- _OBJECTIVE_:
Report every line of the records below that contains the string "woman", matching case exactly.

- _STORED RECORDS_:
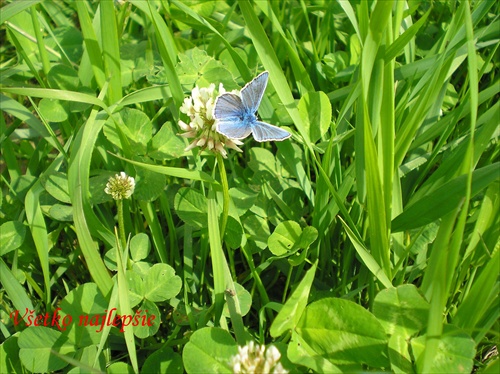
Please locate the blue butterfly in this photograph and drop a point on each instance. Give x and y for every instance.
(236, 118)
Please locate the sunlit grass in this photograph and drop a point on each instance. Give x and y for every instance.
(381, 208)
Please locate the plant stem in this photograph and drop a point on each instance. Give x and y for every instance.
(121, 224)
(225, 194)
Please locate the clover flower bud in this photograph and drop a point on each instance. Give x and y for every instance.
(121, 186)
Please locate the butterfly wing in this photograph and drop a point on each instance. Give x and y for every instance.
(227, 106)
(263, 132)
(234, 128)
(252, 93)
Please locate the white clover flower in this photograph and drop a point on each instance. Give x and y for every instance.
(121, 186)
(256, 359)
(199, 107)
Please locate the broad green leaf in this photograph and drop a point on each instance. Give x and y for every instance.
(316, 113)
(291, 313)
(243, 198)
(86, 359)
(191, 207)
(15, 291)
(149, 320)
(344, 333)
(233, 235)
(56, 184)
(63, 77)
(139, 246)
(37, 345)
(120, 368)
(455, 353)
(52, 110)
(401, 310)
(149, 185)
(12, 235)
(161, 283)
(136, 287)
(244, 298)
(166, 144)
(164, 360)
(69, 39)
(130, 130)
(284, 237)
(197, 68)
(9, 351)
(209, 349)
(301, 354)
(399, 354)
(61, 212)
(262, 160)
(257, 229)
(85, 307)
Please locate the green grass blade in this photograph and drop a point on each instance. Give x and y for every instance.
(14, 8)
(92, 46)
(17, 294)
(111, 50)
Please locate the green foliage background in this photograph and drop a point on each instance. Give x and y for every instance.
(368, 241)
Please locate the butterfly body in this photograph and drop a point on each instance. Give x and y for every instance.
(236, 114)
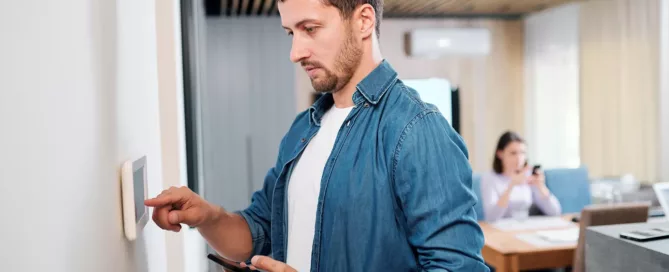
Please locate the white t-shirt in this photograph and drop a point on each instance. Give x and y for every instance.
(305, 186)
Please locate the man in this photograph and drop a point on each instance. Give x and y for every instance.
(370, 178)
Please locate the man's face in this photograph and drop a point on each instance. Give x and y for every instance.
(323, 42)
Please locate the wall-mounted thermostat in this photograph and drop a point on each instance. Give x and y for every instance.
(134, 192)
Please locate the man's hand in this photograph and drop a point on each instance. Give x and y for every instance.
(268, 264)
(176, 206)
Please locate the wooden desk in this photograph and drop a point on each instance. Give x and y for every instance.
(505, 252)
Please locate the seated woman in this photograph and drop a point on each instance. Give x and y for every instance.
(512, 188)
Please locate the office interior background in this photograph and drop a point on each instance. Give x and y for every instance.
(205, 90)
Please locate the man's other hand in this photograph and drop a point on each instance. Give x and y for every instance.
(176, 206)
(268, 264)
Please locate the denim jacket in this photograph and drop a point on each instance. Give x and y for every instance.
(396, 192)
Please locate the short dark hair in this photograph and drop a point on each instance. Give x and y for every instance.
(504, 140)
(346, 8)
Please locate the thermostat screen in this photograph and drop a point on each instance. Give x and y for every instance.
(138, 180)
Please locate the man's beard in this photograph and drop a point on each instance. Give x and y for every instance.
(346, 63)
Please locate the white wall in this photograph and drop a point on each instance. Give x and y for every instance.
(664, 91)
(552, 87)
(79, 95)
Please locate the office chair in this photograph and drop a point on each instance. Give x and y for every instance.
(600, 215)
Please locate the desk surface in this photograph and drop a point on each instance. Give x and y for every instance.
(660, 246)
(506, 252)
(506, 242)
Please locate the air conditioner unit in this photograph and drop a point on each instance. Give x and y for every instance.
(438, 42)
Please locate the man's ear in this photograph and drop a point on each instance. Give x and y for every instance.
(365, 18)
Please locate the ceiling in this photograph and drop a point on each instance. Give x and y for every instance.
(400, 8)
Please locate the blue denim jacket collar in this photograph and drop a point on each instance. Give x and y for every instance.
(371, 89)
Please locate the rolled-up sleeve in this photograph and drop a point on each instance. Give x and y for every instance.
(490, 197)
(257, 216)
(432, 179)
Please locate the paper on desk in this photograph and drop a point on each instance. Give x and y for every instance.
(534, 239)
(559, 236)
(530, 223)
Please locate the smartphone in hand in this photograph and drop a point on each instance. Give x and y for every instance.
(228, 265)
(535, 169)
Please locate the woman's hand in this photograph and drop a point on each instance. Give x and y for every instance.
(538, 180)
(519, 178)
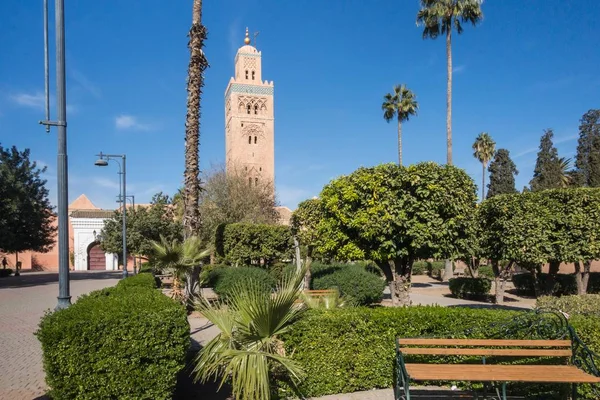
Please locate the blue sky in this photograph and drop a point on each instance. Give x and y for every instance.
(529, 66)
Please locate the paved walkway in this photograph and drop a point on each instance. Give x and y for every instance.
(23, 301)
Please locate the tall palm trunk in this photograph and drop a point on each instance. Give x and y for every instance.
(399, 142)
(483, 183)
(195, 82)
(449, 97)
(448, 273)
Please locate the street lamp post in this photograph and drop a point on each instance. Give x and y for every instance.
(132, 198)
(103, 162)
(64, 294)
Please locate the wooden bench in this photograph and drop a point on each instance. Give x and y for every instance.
(484, 372)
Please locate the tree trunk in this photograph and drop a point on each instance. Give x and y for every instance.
(582, 276)
(448, 272)
(308, 262)
(553, 268)
(483, 184)
(400, 286)
(449, 97)
(399, 142)
(195, 82)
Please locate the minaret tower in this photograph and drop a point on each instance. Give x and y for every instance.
(249, 119)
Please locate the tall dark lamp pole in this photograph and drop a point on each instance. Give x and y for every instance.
(103, 162)
(64, 296)
(132, 198)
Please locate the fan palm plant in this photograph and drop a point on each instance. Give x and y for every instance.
(180, 258)
(400, 104)
(248, 351)
(484, 150)
(440, 17)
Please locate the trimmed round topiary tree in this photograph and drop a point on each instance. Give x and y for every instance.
(353, 281)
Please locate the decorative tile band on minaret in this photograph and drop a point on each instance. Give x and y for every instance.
(249, 119)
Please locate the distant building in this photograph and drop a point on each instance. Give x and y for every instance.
(85, 224)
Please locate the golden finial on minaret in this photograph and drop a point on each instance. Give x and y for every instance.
(247, 38)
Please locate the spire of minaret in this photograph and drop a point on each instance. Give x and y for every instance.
(247, 38)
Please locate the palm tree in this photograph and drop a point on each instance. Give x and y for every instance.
(195, 82)
(248, 351)
(401, 104)
(181, 259)
(566, 175)
(441, 16)
(484, 150)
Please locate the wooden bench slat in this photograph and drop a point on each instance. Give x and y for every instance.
(485, 342)
(500, 373)
(487, 352)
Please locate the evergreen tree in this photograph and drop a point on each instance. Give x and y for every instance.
(548, 172)
(25, 212)
(587, 161)
(502, 174)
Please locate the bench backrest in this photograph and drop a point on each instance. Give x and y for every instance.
(486, 347)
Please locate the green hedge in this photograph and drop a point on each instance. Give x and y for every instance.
(353, 281)
(470, 287)
(588, 304)
(348, 350)
(5, 272)
(225, 279)
(142, 279)
(564, 285)
(117, 343)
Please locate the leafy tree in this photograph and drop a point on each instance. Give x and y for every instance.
(227, 198)
(547, 173)
(182, 259)
(305, 225)
(395, 215)
(441, 17)
(248, 350)
(502, 174)
(247, 243)
(26, 221)
(144, 225)
(587, 161)
(195, 82)
(400, 104)
(484, 149)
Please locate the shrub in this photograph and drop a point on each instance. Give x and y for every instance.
(116, 343)
(470, 287)
(140, 280)
(228, 277)
(353, 281)
(353, 349)
(588, 304)
(5, 272)
(420, 268)
(435, 269)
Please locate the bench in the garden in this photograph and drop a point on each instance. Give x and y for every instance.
(485, 372)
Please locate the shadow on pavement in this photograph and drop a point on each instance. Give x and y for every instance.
(28, 279)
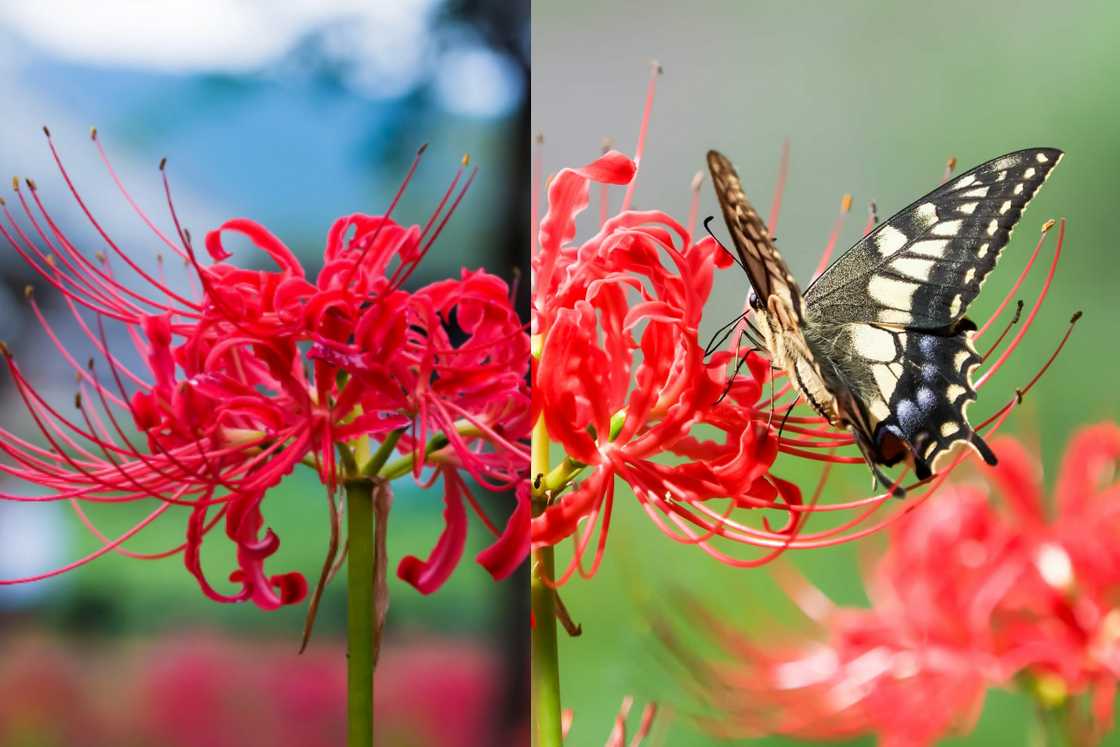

- _SOLUTION_:
Please locate the seated woman in this photograph and drop a point on each instance. Give x and y for every instance.
Please locate the woman's hand in this photograph and drop a point on each instance. Give x and y for every instance.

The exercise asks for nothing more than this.